Object location annotation data
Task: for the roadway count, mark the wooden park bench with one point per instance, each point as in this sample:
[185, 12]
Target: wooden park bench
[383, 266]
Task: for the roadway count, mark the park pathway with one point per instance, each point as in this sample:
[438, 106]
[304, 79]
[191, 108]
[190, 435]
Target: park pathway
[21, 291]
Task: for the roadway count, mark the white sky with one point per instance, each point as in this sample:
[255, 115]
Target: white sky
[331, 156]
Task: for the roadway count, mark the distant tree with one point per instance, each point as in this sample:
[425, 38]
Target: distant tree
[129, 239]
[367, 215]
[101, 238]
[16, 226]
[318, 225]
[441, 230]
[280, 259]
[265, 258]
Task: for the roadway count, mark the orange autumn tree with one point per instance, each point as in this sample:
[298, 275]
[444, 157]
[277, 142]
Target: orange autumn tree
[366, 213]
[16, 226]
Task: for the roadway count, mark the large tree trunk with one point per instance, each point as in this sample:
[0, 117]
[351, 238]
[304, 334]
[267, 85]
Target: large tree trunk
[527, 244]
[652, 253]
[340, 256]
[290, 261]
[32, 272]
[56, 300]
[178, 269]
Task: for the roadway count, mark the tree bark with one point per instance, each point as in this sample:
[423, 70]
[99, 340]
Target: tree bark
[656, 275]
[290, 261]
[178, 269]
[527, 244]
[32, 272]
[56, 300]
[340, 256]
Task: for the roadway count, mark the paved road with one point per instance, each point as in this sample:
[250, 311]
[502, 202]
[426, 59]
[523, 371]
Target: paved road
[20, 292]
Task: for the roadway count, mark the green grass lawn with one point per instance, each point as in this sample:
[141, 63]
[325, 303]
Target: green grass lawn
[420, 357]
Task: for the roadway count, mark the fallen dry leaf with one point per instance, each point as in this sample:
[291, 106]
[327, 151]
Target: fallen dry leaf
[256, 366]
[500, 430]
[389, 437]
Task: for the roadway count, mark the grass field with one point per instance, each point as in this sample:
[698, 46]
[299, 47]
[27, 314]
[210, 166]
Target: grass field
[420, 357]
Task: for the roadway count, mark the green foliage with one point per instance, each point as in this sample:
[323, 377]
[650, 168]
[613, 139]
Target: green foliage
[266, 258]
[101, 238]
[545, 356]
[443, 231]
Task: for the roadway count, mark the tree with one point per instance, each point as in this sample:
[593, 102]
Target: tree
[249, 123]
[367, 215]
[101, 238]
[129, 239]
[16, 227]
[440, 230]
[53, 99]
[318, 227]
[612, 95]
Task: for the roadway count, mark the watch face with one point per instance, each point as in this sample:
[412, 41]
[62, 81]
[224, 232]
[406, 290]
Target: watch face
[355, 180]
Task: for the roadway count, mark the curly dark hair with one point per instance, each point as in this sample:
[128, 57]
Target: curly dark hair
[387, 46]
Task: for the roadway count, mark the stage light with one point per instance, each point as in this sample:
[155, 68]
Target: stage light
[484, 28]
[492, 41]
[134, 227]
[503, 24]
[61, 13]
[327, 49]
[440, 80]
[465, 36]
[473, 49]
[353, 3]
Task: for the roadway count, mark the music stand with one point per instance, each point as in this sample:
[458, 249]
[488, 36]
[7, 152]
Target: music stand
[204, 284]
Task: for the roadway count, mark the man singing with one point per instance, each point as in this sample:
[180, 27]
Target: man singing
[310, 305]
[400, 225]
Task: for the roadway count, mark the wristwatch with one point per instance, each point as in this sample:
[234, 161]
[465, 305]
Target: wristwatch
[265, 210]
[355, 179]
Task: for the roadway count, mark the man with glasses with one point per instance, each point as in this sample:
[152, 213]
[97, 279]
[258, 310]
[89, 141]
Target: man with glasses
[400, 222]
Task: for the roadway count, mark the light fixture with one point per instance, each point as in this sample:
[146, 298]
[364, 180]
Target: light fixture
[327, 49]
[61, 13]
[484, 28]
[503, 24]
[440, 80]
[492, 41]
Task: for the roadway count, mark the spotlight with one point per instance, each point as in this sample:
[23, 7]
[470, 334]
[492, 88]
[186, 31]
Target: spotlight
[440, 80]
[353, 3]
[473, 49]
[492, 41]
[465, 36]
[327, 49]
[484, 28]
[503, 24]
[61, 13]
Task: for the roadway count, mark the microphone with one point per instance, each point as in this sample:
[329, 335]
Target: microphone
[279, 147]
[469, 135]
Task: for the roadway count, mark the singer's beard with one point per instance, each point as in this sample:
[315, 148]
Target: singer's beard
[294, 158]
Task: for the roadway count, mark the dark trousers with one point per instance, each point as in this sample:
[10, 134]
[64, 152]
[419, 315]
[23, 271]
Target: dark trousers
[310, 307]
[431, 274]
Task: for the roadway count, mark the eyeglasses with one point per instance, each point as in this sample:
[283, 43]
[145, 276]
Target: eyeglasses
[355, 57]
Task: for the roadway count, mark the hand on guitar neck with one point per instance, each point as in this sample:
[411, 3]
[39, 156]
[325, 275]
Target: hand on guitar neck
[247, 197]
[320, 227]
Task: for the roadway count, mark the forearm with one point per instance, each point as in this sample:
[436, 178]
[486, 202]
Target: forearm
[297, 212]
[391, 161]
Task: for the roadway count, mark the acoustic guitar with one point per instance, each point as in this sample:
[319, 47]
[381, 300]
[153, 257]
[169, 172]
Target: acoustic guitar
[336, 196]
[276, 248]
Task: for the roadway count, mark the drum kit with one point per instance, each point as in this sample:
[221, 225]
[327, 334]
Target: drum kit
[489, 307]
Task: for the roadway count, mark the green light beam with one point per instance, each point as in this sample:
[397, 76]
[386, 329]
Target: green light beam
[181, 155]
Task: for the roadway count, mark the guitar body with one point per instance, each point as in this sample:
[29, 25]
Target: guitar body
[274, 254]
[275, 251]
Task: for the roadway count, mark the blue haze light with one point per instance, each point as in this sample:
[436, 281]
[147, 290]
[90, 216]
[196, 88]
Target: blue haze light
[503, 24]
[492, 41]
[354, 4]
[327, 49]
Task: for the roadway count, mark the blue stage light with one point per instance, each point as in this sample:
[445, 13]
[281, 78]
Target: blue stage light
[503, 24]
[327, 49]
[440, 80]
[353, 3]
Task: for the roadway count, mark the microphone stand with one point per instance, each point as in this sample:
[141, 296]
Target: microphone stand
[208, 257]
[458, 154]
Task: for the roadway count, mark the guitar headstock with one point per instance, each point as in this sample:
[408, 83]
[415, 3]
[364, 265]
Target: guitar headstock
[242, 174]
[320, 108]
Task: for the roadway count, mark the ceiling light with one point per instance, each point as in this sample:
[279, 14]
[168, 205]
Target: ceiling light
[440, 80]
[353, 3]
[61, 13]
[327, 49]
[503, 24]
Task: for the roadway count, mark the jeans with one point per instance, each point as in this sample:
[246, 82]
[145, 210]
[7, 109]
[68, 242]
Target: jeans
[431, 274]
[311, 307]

■ **DIRECTION**: Reproduce the material word for word, starting at the line that contains "Task: for the roadway count, mark the ceiling" and ending with the final line of the material.

■ **RIGHT ANSWER**:
Task: for the roadway count, mark the ceiling light with one point per instance, each point as in this sample:
[279, 14]
[168, 205]
Target: ceiling light
[440, 80]
[353, 3]
[61, 13]
[327, 49]
[503, 24]
Task: for the roadway count, mark the jeans with one point per instance, each point as in this sample:
[246, 82]
[145, 210]
[7, 109]
[68, 242]
Target: jeans
[431, 274]
[311, 307]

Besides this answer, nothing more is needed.